The problem ▸ In the entries below, find each line bearing the string "hanging" and copy it.

[[ Information provided open ]]

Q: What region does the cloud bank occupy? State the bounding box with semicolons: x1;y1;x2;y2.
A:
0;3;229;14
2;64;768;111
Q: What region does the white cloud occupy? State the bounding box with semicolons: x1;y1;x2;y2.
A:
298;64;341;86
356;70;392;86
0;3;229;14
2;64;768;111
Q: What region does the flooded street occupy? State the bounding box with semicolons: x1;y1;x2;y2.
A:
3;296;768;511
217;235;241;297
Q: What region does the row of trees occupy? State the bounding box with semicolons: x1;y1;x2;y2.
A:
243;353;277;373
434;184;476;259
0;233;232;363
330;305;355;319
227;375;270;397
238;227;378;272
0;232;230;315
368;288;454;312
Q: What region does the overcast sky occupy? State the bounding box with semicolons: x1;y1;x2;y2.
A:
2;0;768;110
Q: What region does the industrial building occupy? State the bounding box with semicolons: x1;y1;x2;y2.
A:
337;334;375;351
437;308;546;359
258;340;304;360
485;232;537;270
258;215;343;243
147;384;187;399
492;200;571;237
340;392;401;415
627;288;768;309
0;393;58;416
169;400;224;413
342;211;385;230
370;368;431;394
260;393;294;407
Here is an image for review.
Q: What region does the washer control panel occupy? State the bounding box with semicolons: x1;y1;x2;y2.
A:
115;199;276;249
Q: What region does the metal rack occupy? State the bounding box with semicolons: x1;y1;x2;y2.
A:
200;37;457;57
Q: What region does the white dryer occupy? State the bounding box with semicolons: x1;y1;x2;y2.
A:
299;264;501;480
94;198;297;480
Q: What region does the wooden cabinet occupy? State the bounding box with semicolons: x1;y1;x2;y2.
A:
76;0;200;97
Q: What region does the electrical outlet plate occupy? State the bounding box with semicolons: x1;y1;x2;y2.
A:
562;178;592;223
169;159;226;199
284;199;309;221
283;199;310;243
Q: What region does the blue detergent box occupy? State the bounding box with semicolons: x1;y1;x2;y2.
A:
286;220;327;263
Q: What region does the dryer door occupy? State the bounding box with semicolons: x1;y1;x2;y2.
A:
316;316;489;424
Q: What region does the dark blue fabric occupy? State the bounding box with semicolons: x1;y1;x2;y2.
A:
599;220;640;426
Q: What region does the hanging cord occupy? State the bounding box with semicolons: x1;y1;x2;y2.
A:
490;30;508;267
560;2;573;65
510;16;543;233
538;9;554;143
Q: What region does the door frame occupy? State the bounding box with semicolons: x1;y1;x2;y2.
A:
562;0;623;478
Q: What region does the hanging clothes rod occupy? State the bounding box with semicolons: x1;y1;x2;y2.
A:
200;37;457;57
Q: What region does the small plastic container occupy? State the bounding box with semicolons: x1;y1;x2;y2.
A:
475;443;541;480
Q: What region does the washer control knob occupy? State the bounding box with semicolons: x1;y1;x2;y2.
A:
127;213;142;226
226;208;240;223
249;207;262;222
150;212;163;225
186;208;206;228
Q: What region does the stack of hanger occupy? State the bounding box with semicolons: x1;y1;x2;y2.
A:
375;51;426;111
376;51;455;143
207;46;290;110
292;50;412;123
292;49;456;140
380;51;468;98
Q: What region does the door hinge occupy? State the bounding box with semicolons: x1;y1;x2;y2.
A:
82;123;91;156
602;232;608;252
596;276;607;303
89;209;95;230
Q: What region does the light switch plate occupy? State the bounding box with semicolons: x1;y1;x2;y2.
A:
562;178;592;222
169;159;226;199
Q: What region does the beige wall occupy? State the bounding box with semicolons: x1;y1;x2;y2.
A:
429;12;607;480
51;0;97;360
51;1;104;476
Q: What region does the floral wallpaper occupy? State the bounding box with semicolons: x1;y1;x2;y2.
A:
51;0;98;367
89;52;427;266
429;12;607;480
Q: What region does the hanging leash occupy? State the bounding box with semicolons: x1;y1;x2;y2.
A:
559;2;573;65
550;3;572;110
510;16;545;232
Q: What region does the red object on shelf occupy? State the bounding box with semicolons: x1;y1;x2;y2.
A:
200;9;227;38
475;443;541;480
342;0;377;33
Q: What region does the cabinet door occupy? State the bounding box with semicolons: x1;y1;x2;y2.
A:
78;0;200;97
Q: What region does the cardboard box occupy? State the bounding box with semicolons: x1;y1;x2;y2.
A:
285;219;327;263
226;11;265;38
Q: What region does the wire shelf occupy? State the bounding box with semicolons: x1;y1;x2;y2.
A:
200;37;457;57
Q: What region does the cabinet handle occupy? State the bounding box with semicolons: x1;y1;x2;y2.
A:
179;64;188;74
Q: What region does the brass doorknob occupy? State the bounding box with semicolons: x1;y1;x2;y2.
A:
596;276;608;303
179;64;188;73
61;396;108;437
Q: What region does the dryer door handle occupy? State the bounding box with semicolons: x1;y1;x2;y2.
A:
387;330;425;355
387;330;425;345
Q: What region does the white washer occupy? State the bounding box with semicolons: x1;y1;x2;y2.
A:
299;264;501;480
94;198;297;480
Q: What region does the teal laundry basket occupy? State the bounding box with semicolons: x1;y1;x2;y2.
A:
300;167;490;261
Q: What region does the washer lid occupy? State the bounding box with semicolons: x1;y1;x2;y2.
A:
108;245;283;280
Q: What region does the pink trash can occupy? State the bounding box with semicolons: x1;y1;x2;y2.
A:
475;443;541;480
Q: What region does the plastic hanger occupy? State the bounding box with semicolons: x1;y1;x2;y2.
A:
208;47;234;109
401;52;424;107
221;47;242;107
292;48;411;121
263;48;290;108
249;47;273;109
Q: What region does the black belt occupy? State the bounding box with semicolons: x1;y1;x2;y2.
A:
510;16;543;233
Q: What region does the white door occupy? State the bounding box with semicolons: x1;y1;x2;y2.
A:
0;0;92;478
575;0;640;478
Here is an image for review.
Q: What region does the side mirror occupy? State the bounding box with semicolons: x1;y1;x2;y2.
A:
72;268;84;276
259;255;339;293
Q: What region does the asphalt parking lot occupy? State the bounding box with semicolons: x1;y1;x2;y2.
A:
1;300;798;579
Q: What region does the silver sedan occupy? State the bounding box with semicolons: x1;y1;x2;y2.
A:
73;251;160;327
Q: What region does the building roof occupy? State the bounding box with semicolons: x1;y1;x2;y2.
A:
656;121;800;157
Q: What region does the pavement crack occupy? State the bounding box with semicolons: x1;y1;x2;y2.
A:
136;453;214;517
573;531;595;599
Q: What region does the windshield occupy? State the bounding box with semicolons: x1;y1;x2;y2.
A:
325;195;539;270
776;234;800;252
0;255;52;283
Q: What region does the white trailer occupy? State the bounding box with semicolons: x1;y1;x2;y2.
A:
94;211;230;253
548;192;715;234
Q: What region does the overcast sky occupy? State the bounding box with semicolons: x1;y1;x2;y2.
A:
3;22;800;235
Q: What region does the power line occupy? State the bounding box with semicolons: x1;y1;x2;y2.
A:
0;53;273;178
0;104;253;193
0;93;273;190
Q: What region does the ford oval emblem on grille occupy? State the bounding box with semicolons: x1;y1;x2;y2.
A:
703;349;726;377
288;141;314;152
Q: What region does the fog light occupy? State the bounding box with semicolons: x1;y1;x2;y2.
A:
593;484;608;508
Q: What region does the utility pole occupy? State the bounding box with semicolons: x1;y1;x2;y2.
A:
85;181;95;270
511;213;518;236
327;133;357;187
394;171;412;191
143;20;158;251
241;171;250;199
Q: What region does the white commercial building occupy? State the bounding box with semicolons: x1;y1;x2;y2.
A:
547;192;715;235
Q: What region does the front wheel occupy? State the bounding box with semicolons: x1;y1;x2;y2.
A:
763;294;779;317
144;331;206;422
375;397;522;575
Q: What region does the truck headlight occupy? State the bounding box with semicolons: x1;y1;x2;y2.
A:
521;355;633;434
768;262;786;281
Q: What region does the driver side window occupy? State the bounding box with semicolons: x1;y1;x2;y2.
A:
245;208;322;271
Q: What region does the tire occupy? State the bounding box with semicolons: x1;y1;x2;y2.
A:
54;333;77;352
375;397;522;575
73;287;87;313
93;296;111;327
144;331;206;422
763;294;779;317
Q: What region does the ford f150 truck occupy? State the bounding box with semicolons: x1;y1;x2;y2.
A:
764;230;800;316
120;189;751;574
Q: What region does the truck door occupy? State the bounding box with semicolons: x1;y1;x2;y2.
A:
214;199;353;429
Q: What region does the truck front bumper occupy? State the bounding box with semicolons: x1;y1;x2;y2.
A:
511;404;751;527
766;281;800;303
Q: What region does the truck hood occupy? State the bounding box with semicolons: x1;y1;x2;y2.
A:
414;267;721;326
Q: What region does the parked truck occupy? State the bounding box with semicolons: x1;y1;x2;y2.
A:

[[ Information provided closed ]]

Answer space ▸
Q: What region does the hanging cord occupy? State the bounding box with semicolons: x1;y1;x2;y2.
Q: What region does the hanging clothes rod occupy? State the bounding box with semicolons: x1;y1;x2;y2.
Q: What region does the hanging leash occupy? State the bounding box with semicolons: x1;y1;x2;y2.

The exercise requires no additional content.